[Natural-language object grounding data]
____________
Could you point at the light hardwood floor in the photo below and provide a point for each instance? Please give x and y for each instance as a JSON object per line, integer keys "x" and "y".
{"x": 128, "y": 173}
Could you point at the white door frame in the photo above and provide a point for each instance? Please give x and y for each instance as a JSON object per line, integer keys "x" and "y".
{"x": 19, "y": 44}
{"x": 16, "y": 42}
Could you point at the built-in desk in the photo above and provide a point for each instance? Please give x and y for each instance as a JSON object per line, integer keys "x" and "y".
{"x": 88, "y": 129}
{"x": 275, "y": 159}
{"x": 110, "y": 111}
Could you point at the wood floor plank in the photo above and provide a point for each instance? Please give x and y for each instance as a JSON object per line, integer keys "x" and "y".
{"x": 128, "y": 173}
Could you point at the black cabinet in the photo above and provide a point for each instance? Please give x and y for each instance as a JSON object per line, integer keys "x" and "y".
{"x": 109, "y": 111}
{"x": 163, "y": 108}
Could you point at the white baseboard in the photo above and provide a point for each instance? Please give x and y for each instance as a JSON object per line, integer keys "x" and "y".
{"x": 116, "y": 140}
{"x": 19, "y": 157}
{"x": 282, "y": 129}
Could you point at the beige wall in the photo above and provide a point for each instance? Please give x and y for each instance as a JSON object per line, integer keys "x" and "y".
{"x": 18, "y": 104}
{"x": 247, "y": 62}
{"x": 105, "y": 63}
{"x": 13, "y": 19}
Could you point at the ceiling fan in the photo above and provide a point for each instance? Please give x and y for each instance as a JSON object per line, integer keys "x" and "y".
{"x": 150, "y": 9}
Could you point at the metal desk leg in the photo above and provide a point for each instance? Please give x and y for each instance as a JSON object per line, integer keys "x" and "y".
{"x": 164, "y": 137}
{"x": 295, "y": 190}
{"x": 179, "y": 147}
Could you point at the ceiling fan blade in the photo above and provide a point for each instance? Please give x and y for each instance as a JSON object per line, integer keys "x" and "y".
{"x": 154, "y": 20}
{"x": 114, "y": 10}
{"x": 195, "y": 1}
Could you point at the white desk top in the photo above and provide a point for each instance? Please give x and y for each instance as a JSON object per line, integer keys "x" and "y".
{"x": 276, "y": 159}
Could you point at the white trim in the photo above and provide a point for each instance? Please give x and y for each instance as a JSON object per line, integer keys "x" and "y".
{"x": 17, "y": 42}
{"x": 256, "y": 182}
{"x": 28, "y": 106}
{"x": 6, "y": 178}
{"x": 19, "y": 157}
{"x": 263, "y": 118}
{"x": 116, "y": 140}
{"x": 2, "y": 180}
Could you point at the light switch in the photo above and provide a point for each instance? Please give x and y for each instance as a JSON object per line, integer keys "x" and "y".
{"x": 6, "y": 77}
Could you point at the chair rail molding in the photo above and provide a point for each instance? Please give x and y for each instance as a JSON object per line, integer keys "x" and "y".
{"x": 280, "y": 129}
____________
TASK BRIEF
Give back the data above word for word.

SOLUTION TO THIS EXERCISE
Could you point at the light hardwood floor in the photo below and provide a point for each instance? Please give x and y for each instance as a JSON object per line, integer keys "x" and "y".
{"x": 128, "y": 173}
Could you point at the white door frame in the photo above and provide a point for each instance? Please give x and y for each instance as a JSON object per line, integer keys "x" and "y".
{"x": 19, "y": 44}
{"x": 16, "y": 42}
Could you point at the built-in desk in the photo above and provide a point for each instance? Please give x and y for each instance as a JSON object per line, integer keys "x" and "y".
{"x": 88, "y": 129}
{"x": 275, "y": 159}
{"x": 110, "y": 111}
Could you point at the wood floor plank in the photo above and provide a point for each instance? Please give x and y for each instance as a JSON object per line, integer keys "x" and "y".
{"x": 128, "y": 173}
Could you point at the black cabinet in the photo above and provide a point for each instance? Please give x and y for each instance as a JSON object per line, integer keys "x" and "y".
{"x": 109, "y": 111}
{"x": 163, "y": 108}
Could you point at the white baseboard in the photo above and provide a point for each instance? Please give x and y for each instance as a JSON object per line, integer keys "x" and "y".
{"x": 116, "y": 140}
{"x": 19, "y": 157}
{"x": 282, "y": 129}
Could you point at the beige wall in the photo above and provide a point for each instance? Please give x and y for each instance as a JSON object per line, integer keys "x" and "y".
{"x": 18, "y": 104}
{"x": 247, "y": 62}
{"x": 105, "y": 63}
{"x": 13, "y": 19}
Could you point at the ceiling fan in the photo above and provide a point for each instance? Please give x and y for each instance as a JSON object per line, integer keys "x" and "y".
{"x": 150, "y": 9}
Could you point at the metal desk leg in the photo above and provide a point for each instance? Please give x and y for each instance as a JSON object per line, integer keys "x" and "y".
{"x": 164, "y": 137}
{"x": 295, "y": 190}
{"x": 179, "y": 147}
Could you point at the ceiling fan blade in the photo above and provide a point for each instance? Please give x and y for each instance as a JSON object per line, integer keys "x" and "y".
{"x": 154, "y": 20}
{"x": 114, "y": 10}
{"x": 195, "y": 1}
Could you point at the white desk top in the photo above and provide a point for each instance? Please give x and y for each instance as a JSON object per line, integer keys "x" and "y".
{"x": 276, "y": 159}
Could you point at the white trim in the photo above and provide a point for each instance? Please give x and y for each instance as a JSON object per line, integer keys "x" and "y".
{"x": 17, "y": 42}
{"x": 256, "y": 182}
{"x": 28, "y": 106}
{"x": 6, "y": 178}
{"x": 19, "y": 157}
{"x": 263, "y": 118}
{"x": 116, "y": 140}
{"x": 2, "y": 180}
Could you point at the light switch in the photo above and provide a point for each instance? Please give x and y for each instance as a JSON object per line, integer keys "x" and "y".
{"x": 6, "y": 77}
Could you point at the chair rail molding in the photo above and provide a point for each instance? Please give x and y for each instance as a JSON object per line, integer keys "x" and "y".
{"x": 280, "y": 129}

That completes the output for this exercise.